* [Directions]: Repeat every entry word for word, but leave the images out of your copy.

* [Input material]:
------
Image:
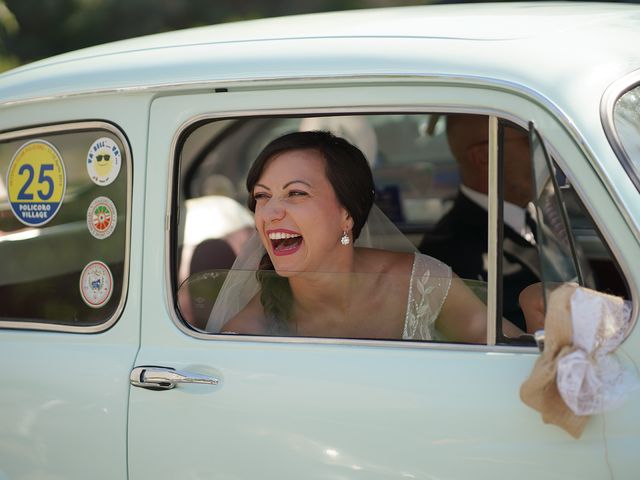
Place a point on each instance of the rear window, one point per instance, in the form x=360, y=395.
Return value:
x=64, y=215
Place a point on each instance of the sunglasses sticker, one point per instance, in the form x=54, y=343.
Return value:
x=96, y=284
x=36, y=183
x=102, y=218
x=103, y=161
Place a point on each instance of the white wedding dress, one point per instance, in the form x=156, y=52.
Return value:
x=428, y=286
x=428, y=289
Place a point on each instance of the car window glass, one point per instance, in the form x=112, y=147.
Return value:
x=63, y=217
x=417, y=180
x=571, y=247
x=626, y=120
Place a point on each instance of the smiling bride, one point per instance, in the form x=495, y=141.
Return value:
x=312, y=194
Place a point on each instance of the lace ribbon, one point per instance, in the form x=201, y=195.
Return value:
x=578, y=374
x=591, y=379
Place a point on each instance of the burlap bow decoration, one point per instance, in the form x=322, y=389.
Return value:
x=577, y=374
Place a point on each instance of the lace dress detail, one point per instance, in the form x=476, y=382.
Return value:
x=428, y=288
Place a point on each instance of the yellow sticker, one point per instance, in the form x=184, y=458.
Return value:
x=36, y=183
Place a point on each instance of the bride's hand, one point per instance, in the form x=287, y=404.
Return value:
x=531, y=301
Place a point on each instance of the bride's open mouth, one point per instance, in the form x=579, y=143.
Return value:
x=284, y=242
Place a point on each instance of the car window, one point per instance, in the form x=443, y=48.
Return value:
x=626, y=120
x=64, y=200
x=431, y=183
x=570, y=245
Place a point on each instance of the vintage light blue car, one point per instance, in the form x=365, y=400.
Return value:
x=122, y=206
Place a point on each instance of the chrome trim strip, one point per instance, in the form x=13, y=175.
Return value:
x=69, y=128
x=492, y=253
x=607, y=104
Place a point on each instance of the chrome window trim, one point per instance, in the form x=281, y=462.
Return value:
x=544, y=103
x=607, y=105
x=492, y=234
x=61, y=128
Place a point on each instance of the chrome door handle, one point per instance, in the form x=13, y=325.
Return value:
x=164, y=378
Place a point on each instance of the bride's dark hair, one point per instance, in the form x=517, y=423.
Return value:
x=350, y=176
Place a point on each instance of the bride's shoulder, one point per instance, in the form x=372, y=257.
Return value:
x=249, y=320
x=385, y=261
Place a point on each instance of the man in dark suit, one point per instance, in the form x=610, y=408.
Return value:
x=460, y=237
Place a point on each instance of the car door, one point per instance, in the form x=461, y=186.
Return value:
x=260, y=407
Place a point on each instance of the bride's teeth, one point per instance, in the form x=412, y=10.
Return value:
x=282, y=235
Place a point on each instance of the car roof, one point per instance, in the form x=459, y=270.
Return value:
x=551, y=47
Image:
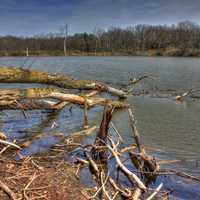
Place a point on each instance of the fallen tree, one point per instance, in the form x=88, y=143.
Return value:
x=9, y=98
x=19, y=75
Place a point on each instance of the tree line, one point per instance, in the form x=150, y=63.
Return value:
x=182, y=39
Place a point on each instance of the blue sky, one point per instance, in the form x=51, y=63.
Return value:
x=34, y=17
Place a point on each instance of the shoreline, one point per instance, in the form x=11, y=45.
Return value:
x=190, y=53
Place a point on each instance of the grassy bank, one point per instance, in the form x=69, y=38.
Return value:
x=45, y=177
x=174, y=52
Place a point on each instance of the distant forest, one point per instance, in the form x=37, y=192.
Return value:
x=182, y=39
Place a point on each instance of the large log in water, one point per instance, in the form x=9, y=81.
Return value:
x=19, y=75
x=11, y=96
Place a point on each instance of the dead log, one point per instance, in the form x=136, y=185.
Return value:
x=145, y=163
x=102, y=135
x=9, y=97
x=19, y=75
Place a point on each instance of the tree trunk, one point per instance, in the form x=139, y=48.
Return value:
x=12, y=96
x=19, y=75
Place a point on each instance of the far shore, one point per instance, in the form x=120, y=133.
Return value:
x=148, y=53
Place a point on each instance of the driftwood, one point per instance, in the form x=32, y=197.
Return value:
x=145, y=163
x=102, y=135
x=10, y=97
x=8, y=191
x=19, y=75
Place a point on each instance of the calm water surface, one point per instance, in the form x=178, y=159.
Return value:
x=169, y=127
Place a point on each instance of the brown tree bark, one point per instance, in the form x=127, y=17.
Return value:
x=19, y=75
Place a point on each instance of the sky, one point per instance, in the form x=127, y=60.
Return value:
x=35, y=17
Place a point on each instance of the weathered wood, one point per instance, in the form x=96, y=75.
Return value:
x=102, y=135
x=10, y=96
x=19, y=75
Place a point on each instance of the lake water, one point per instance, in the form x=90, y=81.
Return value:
x=171, y=128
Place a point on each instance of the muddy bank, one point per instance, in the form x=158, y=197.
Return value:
x=46, y=177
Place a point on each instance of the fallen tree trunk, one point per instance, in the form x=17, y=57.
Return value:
x=10, y=97
x=19, y=75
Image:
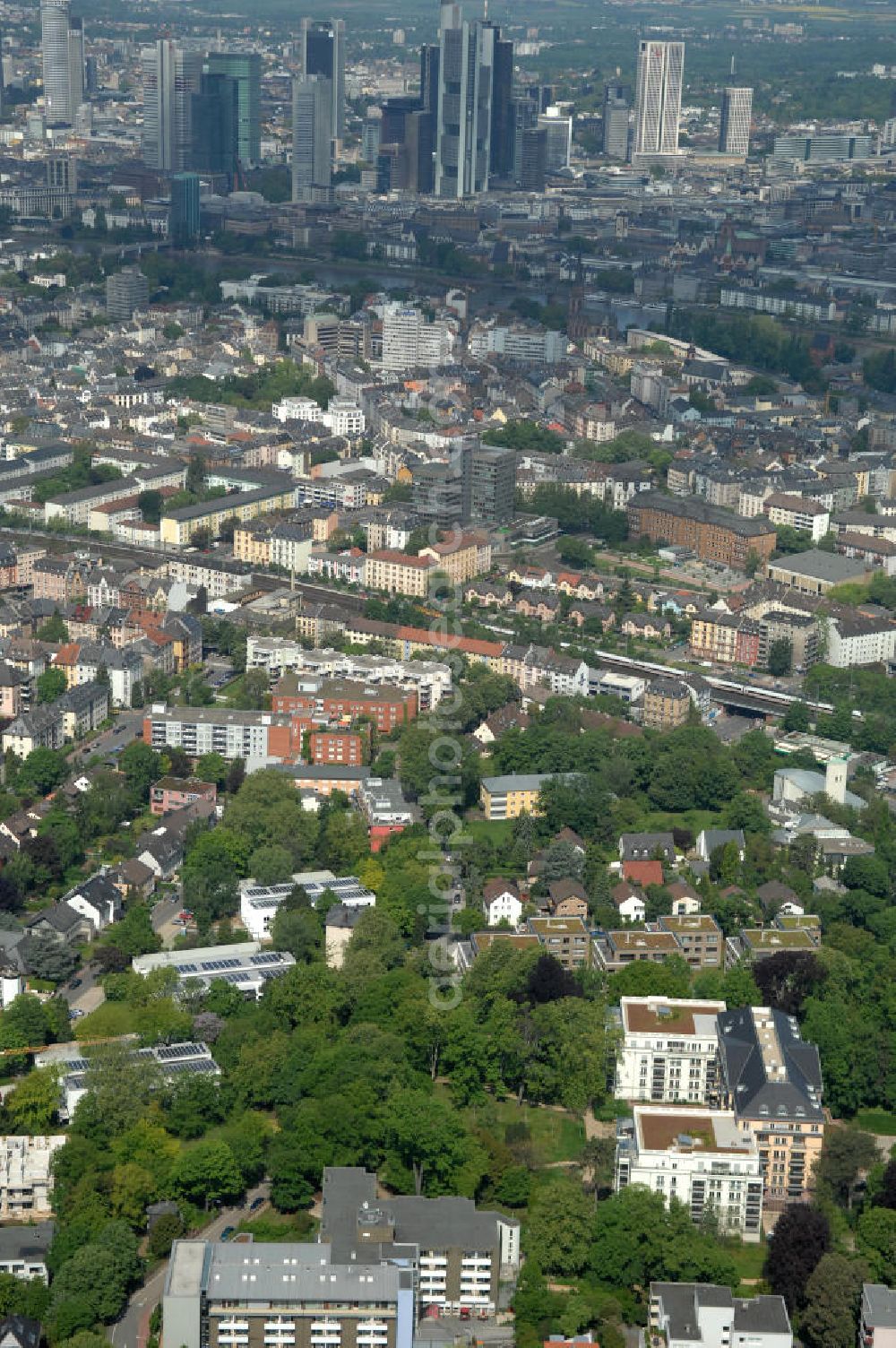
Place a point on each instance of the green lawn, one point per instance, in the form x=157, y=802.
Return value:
x=280, y=1225
x=554, y=1134
x=748, y=1260
x=494, y=831
x=876, y=1120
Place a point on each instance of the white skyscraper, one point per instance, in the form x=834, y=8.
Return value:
x=62, y=56
x=733, y=130
x=312, y=136
x=464, y=115
x=170, y=78
x=658, y=101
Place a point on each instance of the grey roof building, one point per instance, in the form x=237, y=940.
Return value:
x=705, y=1316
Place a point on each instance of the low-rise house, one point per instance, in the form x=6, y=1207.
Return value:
x=877, y=1316
x=646, y=847
x=700, y=1157
x=341, y=920
x=711, y=840
x=98, y=899
x=26, y=1176
x=64, y=923
x=630, y=902
x=502, y=902
x=689, y=1315
x=567, y=899
x=23, y=1249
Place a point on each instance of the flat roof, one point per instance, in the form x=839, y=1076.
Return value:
x=670, y=1016
x=692, y=1130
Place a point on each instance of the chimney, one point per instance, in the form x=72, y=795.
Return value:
x=836, y=780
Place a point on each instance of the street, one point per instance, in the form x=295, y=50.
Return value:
x=131, y=1331
x=127, y=728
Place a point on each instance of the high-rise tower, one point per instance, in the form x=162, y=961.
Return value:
x=658, y=108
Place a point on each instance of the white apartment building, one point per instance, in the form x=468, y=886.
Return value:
x=860, y=641
x=700, y=1157
x=26, y=1176
x=797, y=513
x=668, y=1049
x=693, y=1315
x=409, y=340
------
* [Result for this task]:
Image:
Place a point on each instance of the rear window, one point per instance, in the form x=360, y=395.
Return value:
x=64, y=215
Place a point on each instance of the sunglasses sticker, one point per instance, in the form x=54, y=343.
Return value:
x=96, y=284
x=36, y=183
x=102, y=218
x=103, y=161
Place a point on each instance of the white wedding dress, one point per instance, in the form x=156, y=52.
Return value:
x=428, y=286
x=428, y=289
Place a point on each instance of the car window glass, one point per instance, in the form x=112, y=147.
Return value:
x=63, y=217
x=417, y=180
x=571, y=247
x=626, y=120
Place a point on each instance of the smiling bride, one point per instance, in the form x=495, y=141.
Return value:
x=312, y=194
Place a point on each instance of the lace ribbon, one point per instance, in the form x=201, y=195.
Return value:
x=578, y=374
x=591, y=379
Place a point on each instance of the burlap bow decoration, one point per instance, in the form x=322, y=389.
Return value:
x=577, y=374
Place a point on each instance of the lace dress detail, one point per instance, in the form x=476, y=382.
Return value:
x=428, y=288
Place a point on each instance of the yellow sticker, one point per instance, in the form x=184, y=458.
Return value:
x=36, y=183
Place a point on each instance of the bride's hand, one point per instance, in the form x=287, y=404.
Return value:
x=531, y=301
Place a point on each instance of the bride's open mouth, one point per instance, in the form x=579, y=143.
Return value:
x=284, y=242
Place a point on each instance of the car window, one point per instance, in the form x=443, y=48.
Return value:
x=626, y=120
x=64, y=200
x=431, y=183
x=570, y=245
Place a point on each instance of the vintage light blue car, one point per instance, in the form x=365, y=400.
Return value:
x=122, y=206
Place a point on each instance of the chrome trim strip, one point per instance, in the form x=13, y=175.
Return value:
x=69, y=128
x=492, y=253
x=607, y=104
Place a point on each instance of the chrome window trim, one point per instance, in the form x=281, y=462.
Return value:
x=544, y=103
x=607, y=105
x=492, y=234
x=61, y=128
Place a point on each instance of the chrome door handle, one point per instance, in the form x=13, y=325.
Return value:
x=164, y=378
Place a point on each instance of the bride's dark hair, one point per instance, in the form x=517, y=423.
Return value:
x=350, y=176
Place a point on each instance of the bride's shoulder, one point per instance, in the form x=372, y=257.
Return value:
x=249, y=320
x=385, y=261
Place a point on each instance of the man in dark suit, one point per instance, in the form x=610, y=408.
Return value:
x=460, y=237
Place a point on each instance of the car door, one point per instance, in the form x=461, y=186.
Return value:
x=260, y=407
Place a point on each instance of the bride's teeth, one point per instance, in the form x=412, y=10.
Return value:
x=282, y=235
Place a point on each instance of the car roof, one point per instance, in the form x=459, y=270.
Return value:
x=551, y=47
Image:
Place a point on each instance of the fallen tree, one point per instance, in the form x=88, y=143.
Return value:
x=9, y=98
x=19, y=75
Place a point on each instance of the tree line, one point per instance, in the form x=150, y=63.
Return value:
x=182, y=39
Place a point on each instance of the blue sky, one point per instance, in the form x=51, y=63.
Return value:
x=34, y=17
Place a point on each instance of the shoreline, one point per instance, in the form x=11, y=45.
Return value:
x=190, y=53
Place a point on each instance of the grassy bank, one point per instance, in the form x=69, y=38.
Return value:
x=45, y=177
x=174, y=52
Place a point on each instance of the distant forest, one point per instance, in the form x=37, y=192.
Return value:
x=182, y=39
Place a point on each instance of the large log in water, one point per instance, in the form x=9, y=81.
Return value:
x=19, y=75
x=11, y=96
Place a point on each instance of the dead log, one point per instance, in the form x=136, y=185.
Return value:
x=145, y=163
x=102, y=135
x=9, y=97
x=19, y=75
Place a point on each instance of the tree trunk, one point per instance, in the form x=139, y=48.
Return value:
x=12, y=96
x=19, y=75
Place a point on each instance of the far shore, one point per instance, in the form x=120, y=133.
Return value:
x=148, y=53
Place a point on each instance of the driftwood, one point per instance, in the form x=32, y=197.
Return value:
x=145, y=163
x=102, y=135
x=10, y=97
x=8, y=191
x=19, y=75
Place a point on each instance of the calm water surface, one point per instance, in the form x=178, y=159.
Return value:
x=169, y=127
Place a point on each instance of the brown tree bark, one point per instance, in the form x=127, y=17.
Return value:
x=19, y=75
Place a point on each instance of the sky, one point per instance, in the form x=127, y=60.
Return value:
x=35, y=17
Place a point on each instance of the weathered wood, one point per instance, in the form x=96, y=75.
Return value:
x=102, y=135
x=10, y=96
x=19, y=75
Place a point on each instance of the lake water, one point per instance, in the form x=90, y=81.
Return value:
x=171, y=128
Place a point on each instance of the muddy bank, one point per instance, in the form x=158, y=197.
Return value:
x=46, y=177
Place a point on each instance of the fallen tree trunk, one point per instance, in the form x=17, y=57.
Return value:
x=10, y=97
x=19, y=75
Image:
Place a point on each instance of the green lawn, one point per instance, in the form x=157, y=802.
Return value:
x=280, y=1225
x=554, y=1134
x=748, y=1260
x=494, y=831
x=876, y=1120
Place a point on each instance of the white skyscraper, one point per instance, in the form x=834, y=8.
Return value:
x=62, y=56
x=733, y=130
x=312, y=136
x=464, y=115
x=170, y=78
x=658, y=101
Place a point on each instance of the grey roof building, one point per instance, in the form x=237, y=940.
Return value:
x=705, y=1316
Place a point on each instance of the low-rise house, one point per instance, in the form x=6, y=1207.
Return value:
x=877, y=1316
x=646, y=847
x=700, y=1157
x=341, y=920
x=711, y=840
x=98, y=899
x=26, y=1176
x=64, y=923
x=630, y=902
x=502, y=902
x=689, y=1315
x=567, y=899
x=23, y=1249
Place a point on each instance of the flat roof, one point per instance, in the form x=839, y=1076.
Return value:
x=670, y=1016
x=692, y=1130
Place a point on each instance of the chimney, one point per instance, in the form x=72, y=795.
Return value:
x=836, y=780
Place a point on each instance of the street, one point per instance, in the form x=295, y=50.
Return value:
x=131, y=1331
x=127, y=728
Place a point on each instance of the high-rise tower, one point per instance, in the form x=162, y=961.
Return value:
x=658, y=108
Place a point on each instance of the white apartment building, one point per instance, in the form x=468, y=886.
Return value:
x=860, y=641
x=700, y=1157
x=26, y=1176
x=797, y=513
x=668, y=1049
x=693, y=1315
x=409, y=340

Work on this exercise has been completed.